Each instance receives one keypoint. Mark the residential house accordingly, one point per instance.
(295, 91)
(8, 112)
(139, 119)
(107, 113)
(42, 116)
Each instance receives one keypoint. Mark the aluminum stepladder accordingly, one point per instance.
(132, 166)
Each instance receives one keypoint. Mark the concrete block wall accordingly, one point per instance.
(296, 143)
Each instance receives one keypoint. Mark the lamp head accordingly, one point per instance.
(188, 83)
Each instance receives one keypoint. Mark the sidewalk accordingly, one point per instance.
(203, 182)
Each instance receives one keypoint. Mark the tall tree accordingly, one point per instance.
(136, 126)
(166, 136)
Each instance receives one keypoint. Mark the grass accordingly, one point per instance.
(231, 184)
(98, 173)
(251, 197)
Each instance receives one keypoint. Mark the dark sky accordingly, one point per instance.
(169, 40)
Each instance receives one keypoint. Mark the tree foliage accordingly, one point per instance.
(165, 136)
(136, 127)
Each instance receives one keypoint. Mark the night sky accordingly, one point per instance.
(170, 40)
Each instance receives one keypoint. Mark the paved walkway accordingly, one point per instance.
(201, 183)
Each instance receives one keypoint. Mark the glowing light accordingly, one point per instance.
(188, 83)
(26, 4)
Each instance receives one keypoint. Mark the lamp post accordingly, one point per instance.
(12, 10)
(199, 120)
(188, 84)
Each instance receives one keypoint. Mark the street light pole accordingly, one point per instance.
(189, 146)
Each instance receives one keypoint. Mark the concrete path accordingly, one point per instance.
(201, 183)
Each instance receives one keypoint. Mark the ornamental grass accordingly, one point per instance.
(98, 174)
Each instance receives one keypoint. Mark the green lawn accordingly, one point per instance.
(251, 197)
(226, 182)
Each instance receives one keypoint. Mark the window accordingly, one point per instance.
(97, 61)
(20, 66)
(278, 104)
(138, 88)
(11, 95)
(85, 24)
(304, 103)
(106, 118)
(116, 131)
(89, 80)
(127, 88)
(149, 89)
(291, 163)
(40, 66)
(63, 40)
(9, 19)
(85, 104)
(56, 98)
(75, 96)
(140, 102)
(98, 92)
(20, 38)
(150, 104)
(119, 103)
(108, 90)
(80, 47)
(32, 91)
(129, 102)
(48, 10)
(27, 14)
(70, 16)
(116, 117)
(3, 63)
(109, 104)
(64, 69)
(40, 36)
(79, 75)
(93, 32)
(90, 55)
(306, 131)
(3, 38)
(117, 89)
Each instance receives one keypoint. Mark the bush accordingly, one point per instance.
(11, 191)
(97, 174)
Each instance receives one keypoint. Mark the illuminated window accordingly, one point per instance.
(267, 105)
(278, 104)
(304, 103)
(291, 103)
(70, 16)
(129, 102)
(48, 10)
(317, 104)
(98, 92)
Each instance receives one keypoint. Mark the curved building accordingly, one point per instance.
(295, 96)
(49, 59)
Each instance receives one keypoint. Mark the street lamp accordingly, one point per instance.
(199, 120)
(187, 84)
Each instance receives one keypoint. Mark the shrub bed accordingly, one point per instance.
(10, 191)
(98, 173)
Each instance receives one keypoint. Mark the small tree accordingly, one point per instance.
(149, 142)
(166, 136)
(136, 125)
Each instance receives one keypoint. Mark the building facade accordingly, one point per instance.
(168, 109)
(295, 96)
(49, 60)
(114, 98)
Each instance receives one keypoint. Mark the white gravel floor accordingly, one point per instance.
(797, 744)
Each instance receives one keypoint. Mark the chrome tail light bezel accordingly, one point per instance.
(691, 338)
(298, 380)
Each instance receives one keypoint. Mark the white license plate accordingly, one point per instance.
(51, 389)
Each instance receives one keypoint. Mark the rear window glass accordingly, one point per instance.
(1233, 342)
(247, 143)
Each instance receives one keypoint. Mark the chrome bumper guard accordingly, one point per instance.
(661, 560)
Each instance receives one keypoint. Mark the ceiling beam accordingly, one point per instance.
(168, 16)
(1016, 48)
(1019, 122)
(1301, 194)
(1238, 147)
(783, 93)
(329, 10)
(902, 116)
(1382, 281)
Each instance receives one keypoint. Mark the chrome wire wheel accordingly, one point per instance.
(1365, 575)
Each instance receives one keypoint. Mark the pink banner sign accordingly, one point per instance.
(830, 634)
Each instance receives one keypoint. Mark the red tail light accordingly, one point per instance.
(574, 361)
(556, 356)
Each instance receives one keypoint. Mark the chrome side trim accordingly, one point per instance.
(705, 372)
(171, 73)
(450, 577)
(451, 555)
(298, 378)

══════════════════════════════

PROBLEM DESCRIPTION —
Word for word, repeat each entry shown above.

WRITTEN RESPONSE —
Each instance receives one keypoint. Mark the residential house accordingly, one point per instance.
(295, 91)
(8, 112)
(139, 119)
(107, 113)
(42, 116)
Each instance receives one keypoint. Mark the aluminum stepladder accordingly, one point per instance.
(132, 166)
Each instance receives one keypoint. Mark the concrete block wall accordingly, one point per instance.
(296, 143)
Each instance receives one keypoint. Mark the lamp head accordingly, one point per instance.
(188, 83)
Each instance receives one keypoint. Mark the sidewalk accordingly, one point per instance.
(203, 182)
Each instance receives one keypoint. Mark the tall tree accordingly, one point per instance.
(136, 126)
(166, 136)
Each instance receives one keypoint. Mark the grass accordingly, one point per instance.
(231, 184)
(98, 173)
(251, 197)
Each instance receives one keypoint. Mark the dark sky accordingly, one point per instance.
(169, 40)
Each instance receives one keypoint. Mark the tree foliage accordingly, one point per instance.
(165, 136)
(136, 127)
Each instance receives one keypoint. Mark the night sky accordingly, one point per instance.
(170, 40)
Each instance receives one keypoint. Mark the paved walkway accordingly, one point per instance.
(201, 183)
Each instance receives one keypoint. Mark the glowing light accordingly, one point per instance.
(188, 83)
(26, 4)
Each instance receives one keypoint. Mark the lamp post accordingly, one point per instance.
(12, 10)
(199, 120)
(188, 84)
Each instance receives one keypoint. Mark the street light pole accordingly, one point per instance.
(189, 146)
Each instance receives one keypoint. Mark the concrete path accordingly, one point per instance.
(201, 183)
Each instance receives one keypoint. Mark the ornamental grass accordingly, one point per instance.
(98, 174)
Each instance receives one keypoint. Mark the green lawn accordingly, one point per instance.
(251, 197)
(226, 182)
Each instance receives one keypoint. Mark the window accordingly, one point per instance.
(97, 61)
(20, 66)
(278, 104)
(138, 88)
(11, 95)
(85, 24)
(304, 103)
(106, 118)
(116, 131)
(89, 80)
(127, 88)
(149, 89)
(291, 163)
(40, 66)
(63, 40)
(9, 19)
(85, 104)
(56, 98)
(75, 96)
(140, 102)
(98, 92)
(20, 38)
(150, 104)
(119, 103)
(108, 90)
(80, 47)
(32, 91)
(129, 102)
(48, 10)
(27, 14)
(70, 16)
(116, 117)
(3, 63)
(109, 104)
(64, 69)
(40, 36)
(79, 75)
(93, 32)
(90, 55)
(306, 131)
(3, 38)
(117, 89)
Each instance receives one keypoint. Mark the bush accordingly, one point per instance.
(11, 191)
(97, 174)
Each instance receives one keypoint. Mark the illuminated window accordingly, one point per instance.
(267, 105)
(278, 104)
(304, 103)
(291, 103)
(70, 16)
(129, 102)
(48, 10)
(317, 104)
(98, 92)
Each instance receives one keypoint. Mark the curved building accordingly, one point per instance.
(295, 96)
(49, 59)
Each instance receives one keypoint. Mark the street lamp accordingly, one point per instance.
(199, 120)
(187, 84)
Each instance receives one keypoint. Mark the shrub bed accordingly, one point per instance.
(10, 191)
(98, 173)
Each instance receives one keypoint. Mark the small tree accordingly, one point per instance.
(149, 142)
(166, 136)
(136, 125)
Each instance receives one keypoint. Mark the building facade accordingly, one point per instance.
(168, 109)
(295, 96)
(49, 60)
(114, 98)
Each instance receives one keypoint. Mark the white gravel floor accordingly, one point per instance.
(797, 744)
Each instance receives one keypoint. Mark the chrome tail light bezel accordingly, one point per instance.
(691, 338)
(298, 380)
Each instance receives one keypoint. Mark the white license plate accordingly, one point per instance.
(51, 389)
Each instance receives one keypoint. Mark the rear window glass accordingly, one point per instance.
(1233, 342)
(247, 143)
Each instance receives one keypoint. Mark the chrome bumper guard accordingly, one point per instance.
(661, 560)
Each instance receives one keypoint. Mark the ceiling beam accordingly, one point per instance.
(168, 16)
(1016, 48)
(1019, 122)
(1301, 194)
(1238, 147)
(783, 93)
(329, 10)
(902, 116)
(1382, 281)
Each instance receives one keypoint. Mark the chrome wire wheel accordingly, one point per instance.
(1365, 575)
Each instance receives one keypoint. Mark the pink banner sign accordingly, one point per instance.
(830, 634)
Each instance receives one keypoint. Mark the red tail light accordingly, one point per instance.
(574, 361)
(556, 356)
Each instance receives one keypoint. Mark the chrome side trim accordingly, one point per instance.
(705, 372)
(171, 73)
(450, 577)
(451, 555)
(298, 378)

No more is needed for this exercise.